Squashing is kind a blunt tool that is useful sometimes, but can be perfectly replaced either by crafting your commits with more care or doing interactive rebasing.

I once had to enforce to an developer that wanted to make 20 commits per PR that were titled like "wip" "wip" "wip" "fix bug" "fix mistake" "format code" in a PR that only changed like 10 lines of code in the end.

In this case, the main problem for me was that git blame became useless because this developer was touching way more lines than necessary and then undoing it using the code formatter.


I think what you really want is neither of squashing nor retaining: what you want is to take the messy history you had and then reconstruct a history that makes sense and commit that; thankfully, git makes this easy. I hate it when people leave messy thoughts in the commit history as I do use the history, and it is even worse if they just leave mega-commits. I want to see easy to review step by step organized thoughts designed to help the reader appreciate the series of steps needed to bring you from where you were to where you went.

# AIM OF THE TASK
Reproduce the discussion of squashing commits above word for word, in full.

# COLLECTED DATA
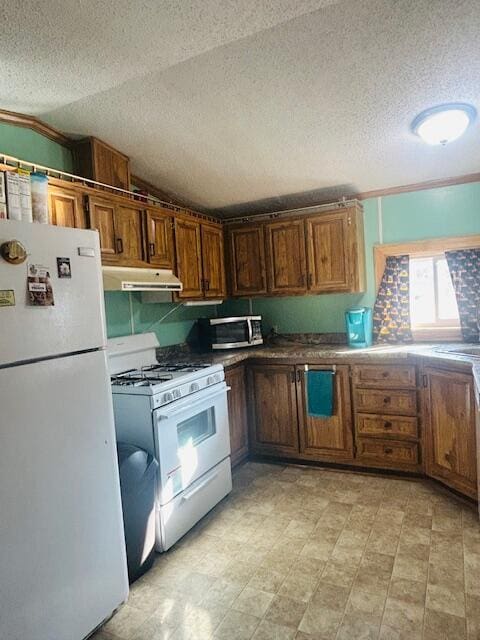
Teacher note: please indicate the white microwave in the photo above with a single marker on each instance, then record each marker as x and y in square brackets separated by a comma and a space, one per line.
[230, 333]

# IN RESPONSE
Squashing is kind a blunt tool that is useful sometimes, but can be perfectly replaced either by crafting your commits with more care or doing interactive rebasing.

I once had to enforce to an developer that wanted to make 20 commits per PR that were titled like "wip" "wip" "wip" "fix bug" "fix mistake" "format code" in a PR that only changed like 10 lines of code in the end.

In this case, the main problem for me was that git blame became useless because this developer was touching way more lines than necessary and then undoing it using the code formatter.


I think what you really want is neither of squashing nor retaining: what you want is to take the messy history you had and then reconstruct a history that makes sense and commit that; thankfully, git makes this easy. I hate it when people leave messy thoughts in the commit history as I do use the history, and it is even worse if they just leave mega-commits. I want to see easy to review step by step organized thoughts designed to help the reader appreciate the series of steps needed to bring you from where you were to where you went.